> [EXERCISE DIRECTIONS]
Format the records below, from the line containing "Annotation objective: identify and box every cluster" through the line containing "[27,49,69,55]", as a two-column CSV with the headers instruction and boxes. Give one row per record, with its text and its answer each in a single quoted field and any line breaks replaced by spaces.

> [DATA FOR THIS TASK]
────────
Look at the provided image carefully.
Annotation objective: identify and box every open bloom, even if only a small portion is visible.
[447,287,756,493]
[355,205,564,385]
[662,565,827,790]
────────
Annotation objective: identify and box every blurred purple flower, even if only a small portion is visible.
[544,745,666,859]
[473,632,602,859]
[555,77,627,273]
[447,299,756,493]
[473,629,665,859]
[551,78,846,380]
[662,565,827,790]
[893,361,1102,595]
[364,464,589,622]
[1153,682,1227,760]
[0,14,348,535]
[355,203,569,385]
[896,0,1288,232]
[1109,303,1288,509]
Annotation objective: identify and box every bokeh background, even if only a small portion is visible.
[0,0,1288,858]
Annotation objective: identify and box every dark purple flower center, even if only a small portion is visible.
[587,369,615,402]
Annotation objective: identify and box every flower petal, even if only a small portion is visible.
────────
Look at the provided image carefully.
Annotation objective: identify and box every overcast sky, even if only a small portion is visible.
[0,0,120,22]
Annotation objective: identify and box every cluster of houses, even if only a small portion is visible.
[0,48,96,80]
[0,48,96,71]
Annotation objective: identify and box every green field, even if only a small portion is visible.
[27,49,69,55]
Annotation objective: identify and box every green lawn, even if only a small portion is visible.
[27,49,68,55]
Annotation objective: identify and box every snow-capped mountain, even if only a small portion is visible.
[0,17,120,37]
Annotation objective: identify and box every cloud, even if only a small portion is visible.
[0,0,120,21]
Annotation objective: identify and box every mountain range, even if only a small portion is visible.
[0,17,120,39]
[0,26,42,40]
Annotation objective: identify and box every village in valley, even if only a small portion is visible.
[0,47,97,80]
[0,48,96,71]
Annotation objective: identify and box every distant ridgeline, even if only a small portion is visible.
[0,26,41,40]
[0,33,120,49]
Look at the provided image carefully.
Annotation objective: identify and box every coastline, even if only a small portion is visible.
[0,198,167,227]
────────
> [FULL SOLUTION]
instruction,boxes
"Annotation objective: identify and box every cluster of houses, even if only a small portion is visible.","[0,48,96,80] [0,48,96,71]"
"Annotation objective: identify and box every green field, even if only a small portion is visible.","[27,49,69,55]"